§ **Goal of the exercise**: Please render the items below as a Markdown table with the columns Row and Line, one numbered row per line and blank lines left out.

:: Task material

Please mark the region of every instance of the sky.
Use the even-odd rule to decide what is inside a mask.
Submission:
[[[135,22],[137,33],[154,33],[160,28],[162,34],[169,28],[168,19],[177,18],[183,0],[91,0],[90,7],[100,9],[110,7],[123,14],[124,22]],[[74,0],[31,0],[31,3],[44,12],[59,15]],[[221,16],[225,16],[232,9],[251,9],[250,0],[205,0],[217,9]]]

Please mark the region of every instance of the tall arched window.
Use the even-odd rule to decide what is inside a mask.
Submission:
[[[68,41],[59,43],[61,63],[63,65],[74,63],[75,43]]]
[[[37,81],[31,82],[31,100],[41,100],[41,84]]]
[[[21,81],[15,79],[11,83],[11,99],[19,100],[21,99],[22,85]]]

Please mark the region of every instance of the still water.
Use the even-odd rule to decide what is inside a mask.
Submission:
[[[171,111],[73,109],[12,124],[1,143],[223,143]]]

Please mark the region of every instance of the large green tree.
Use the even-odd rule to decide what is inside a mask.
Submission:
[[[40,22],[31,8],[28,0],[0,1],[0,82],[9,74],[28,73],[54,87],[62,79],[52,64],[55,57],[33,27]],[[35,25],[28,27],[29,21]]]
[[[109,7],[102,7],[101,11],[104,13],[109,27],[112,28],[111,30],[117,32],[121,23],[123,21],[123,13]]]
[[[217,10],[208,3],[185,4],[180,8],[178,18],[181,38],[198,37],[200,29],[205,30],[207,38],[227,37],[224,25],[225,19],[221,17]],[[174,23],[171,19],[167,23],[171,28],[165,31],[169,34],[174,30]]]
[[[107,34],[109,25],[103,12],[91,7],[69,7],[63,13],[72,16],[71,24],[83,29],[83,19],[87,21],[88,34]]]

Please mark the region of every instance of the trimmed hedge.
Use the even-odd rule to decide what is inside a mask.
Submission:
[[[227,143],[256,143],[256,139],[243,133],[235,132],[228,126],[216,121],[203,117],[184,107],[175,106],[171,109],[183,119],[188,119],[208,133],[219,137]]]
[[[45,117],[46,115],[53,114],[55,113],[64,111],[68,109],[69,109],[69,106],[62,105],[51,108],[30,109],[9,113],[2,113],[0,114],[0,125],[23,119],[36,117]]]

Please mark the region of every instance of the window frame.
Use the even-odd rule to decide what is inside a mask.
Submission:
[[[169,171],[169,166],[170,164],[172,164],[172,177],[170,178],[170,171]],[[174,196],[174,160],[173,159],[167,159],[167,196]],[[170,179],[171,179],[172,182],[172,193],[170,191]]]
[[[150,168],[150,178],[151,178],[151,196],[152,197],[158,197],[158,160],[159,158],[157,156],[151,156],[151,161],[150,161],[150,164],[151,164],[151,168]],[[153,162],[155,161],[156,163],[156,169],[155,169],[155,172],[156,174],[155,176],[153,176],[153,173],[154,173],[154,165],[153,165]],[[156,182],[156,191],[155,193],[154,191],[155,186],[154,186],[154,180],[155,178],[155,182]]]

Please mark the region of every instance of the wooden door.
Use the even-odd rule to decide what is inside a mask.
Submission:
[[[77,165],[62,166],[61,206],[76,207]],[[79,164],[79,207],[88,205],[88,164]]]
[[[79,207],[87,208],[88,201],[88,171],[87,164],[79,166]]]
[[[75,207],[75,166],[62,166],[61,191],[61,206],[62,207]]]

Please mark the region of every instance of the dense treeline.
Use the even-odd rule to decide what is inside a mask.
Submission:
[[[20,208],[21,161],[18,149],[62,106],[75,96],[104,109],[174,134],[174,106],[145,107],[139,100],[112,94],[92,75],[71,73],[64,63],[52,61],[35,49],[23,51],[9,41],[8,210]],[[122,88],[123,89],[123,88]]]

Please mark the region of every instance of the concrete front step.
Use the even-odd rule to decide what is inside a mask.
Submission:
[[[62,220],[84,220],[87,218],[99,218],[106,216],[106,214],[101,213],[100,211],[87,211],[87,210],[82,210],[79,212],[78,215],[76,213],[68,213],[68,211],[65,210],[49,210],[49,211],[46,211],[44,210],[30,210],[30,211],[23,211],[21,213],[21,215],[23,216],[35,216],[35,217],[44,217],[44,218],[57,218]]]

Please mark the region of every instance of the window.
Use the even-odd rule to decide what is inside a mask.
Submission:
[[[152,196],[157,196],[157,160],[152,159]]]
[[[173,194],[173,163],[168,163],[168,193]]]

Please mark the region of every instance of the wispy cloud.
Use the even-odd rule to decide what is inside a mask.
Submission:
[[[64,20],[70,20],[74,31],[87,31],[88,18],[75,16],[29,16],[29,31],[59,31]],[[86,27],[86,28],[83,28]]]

::::

§ **Result of the task**:
| Row | Line |
|---|---|
| 1 | Please mark the region of every instance of the sky. |
| 2 | Use the even-odd rule to decide what is inside a mask. |
| 3 | Submission: |
| 4 | [[[135,22],[137,33],[154,33],[160,28],[162,34],[169,28],[168,19],[177,18],[183,0],[91,0],[90,7],[100,9],[110,7],[123,14],[124,22]],[[74,0],[31,0],[31,3],[44,12],[59,15]],[[221,16],[225,16],[232,9],[251,9],[250,0],[205,0],[217,9]]] |
| 5 | Please mark the region of every instance of the tall arched window. |
| 6 | Use the even-odd rule to decide what is inside a mask. |
| 7 | Submission: |
| 8 | [[[68,41],[59,43],[61,63],[63,65],[74,63],[75,43]]] |
| 9 | [[[37,81],[31,82],[31,100],[41,100],[41,84]]] |
| 10 | [[[21,81],[15,79],[11,83],[11,99],[19,100],[21,99],[22,85]]] |
| 11 | Please mark the region of every instance of the still water. |
| 12 | Use the even-odd rule to decide what is inside a mask. |
| 13 | Submission: |
| 14 | [[[171,111],[73,109],[12,124],[1,143],[223,143]]] |
| 15 | Please mark the region of every instance of the large green tree. |
| 16 | Use the even-odd rule to decide what is inside a mask. |
| 17 | Submission: |
| 18 | [[[40,22],[31,8],[28,0],[0,1],[0,82],[9,74],[28,73],[54,87],[62,79],[52,64],[55,57],[33,27]],[[35,25],[28,27],[29,21]]] |
| 19 | [[[109,7],[102,7],[101,11],[104,13],[109,27],[112,28],[111,30],[117,32],[121,23],[123,21],[123,13]]] |
| 20 | [[[217,10],[208,3],[185,4],[180,8],[178,18],[181,38],[198,37],[200,29],[205,30],[207,38],[227,37],[224,25],[225,19],[221,17]],[[174,23],[171,19],[167,23],[171,28],[165,31],[169,34],[174,30]]] |
| 21 | [[[107,34],[109,25],[103,12],[91,7],[69,7],[63,13],[72,16],[71,24],[83,29],[83,19],[87,21],[88,34]]] |
| 22 | Please mark the region of every instance of the trimmed hedge. |
| 23 | Use the even-odd rule to decide what is inside a mask. |
| 24 | Submission: |
| 25 | [[[227,143],[256,143],[256,139],[243,133],[235,132],[228,126],[216,121],[203,117],[184,107],[175,106],[171,109],[183,119],[188,119],[208,133],[219,137]]] |
| 26 | [[[45,117],[46,115],[53,114],[55,113],[64,111],[68,109],[69,109],[69,106],[62,105],[51,108],[30,109],[9,113],[2,113],[0,114],[0,125],[23,119],[36,117]]] |
| 27 | Please mark the region of every instance of the window frame. |
| 28 | Use the even-odd rule to decide what is inside a mask. |
| 29 | Submission: |
| 30 | [[[169,171],[169,166],[170,164],[172,164],[172,177],[170,178],[170,171]],[[174,196],[174,160],[173,159],[167,159],[167,196]],[[170,179],[171,179],[172,182],[172,193],[170,191]]] |
| 31 | [[[150,168],[150,178],[151,178],[151,196],[152,197],[158,197],[158,160],[159,158],[157,156],[151,156],[151,161],[150,161],[150,164],[151,164],[151,168]],[[153,162],[155,161],[156,163],[156,169],[155,169],[155,172],[156,174],[155,176],[153,176],[153,173],[154,173],[154,165],[153,165]],[[156,182],[156,191],[155,193],[154,191],[155,186],[154,186],[154,180],[155,178],[155,182]]] |
| 32 | Please mark the region of every instance of the wooden door. |
| 33 | Use the even-odd rule to decide what is inside a mask. |
| 34 | Submission: |
| 35 | [[[77,165],[62,166],[61,206],[76,207]],[[79,164],[79,207],[88,205],[88,164]]] |
| 36 | [[[79,207],[87,208],[88,201],[88,171],[87,164],[79,166]]] |
| 37 | [[[75,207],[75,166],[62,166],[61,191],[61,206],[62,207]]] |
| 38 | Please mark the region of every instance of the dense treeline. |
| 39 | Use the even-odd rule to decide what is inside a mask. |
| 40 | Submission: |
| 41 | [[[20,208],[21,161],[18,149],[62,106],[75,96],[104,109],[174,134],[174,106],[145,107],[139,100],[112,94],[92,75],[71,73],[64,63],[52,61],[35,49],[23,51],[9,41],[8,210]],[[122,88],[123,89],[123,88]]] |
| 42 | Please mark the region of every instance of the concrete front step. |
| 43 | Use the even-odd rule to decide what is inside a mask. |
| 44 | Submission: |
| 45 | [[[62,220],[84,220],[87,218],[99,218],[106,216],[106,214],[101,213],[100,211],[87,211],[87,210],[82,210],[79,212],[78,215],[76,213],[68,213],[68,211],[65,210],[49,210],[49,211],[46,211],[44,210],[30,210],[30,211],[23,211],[21,213],[21,215],[23,216],[35,216],[35,217],[44,217],[44,218],[57,218]]] |
| 46 | Please mark the region of every instance of the window. |
| 47 | Use the even-odd rule to decide what is inside a mask. |
| 48 | Submission: |
| 49 | [[[152,196],[157,196],[157,160],[152,159]]] |
| 50 | [[[173,194],[173,163],[168,163],[168,193]]] |
| 51 | Please mark the region of every instance of the wispy cloud. |
| 52 | Use the even-odd rule to decide what is inside a mask. |
| 53 | Submission: |
| 54 | [[[64,20],[70,20],[74,31],[87,31],[88,18],[75,16],[29,16],[29,31],[59,31]],[[86,27],[86,28],[83,28]]] |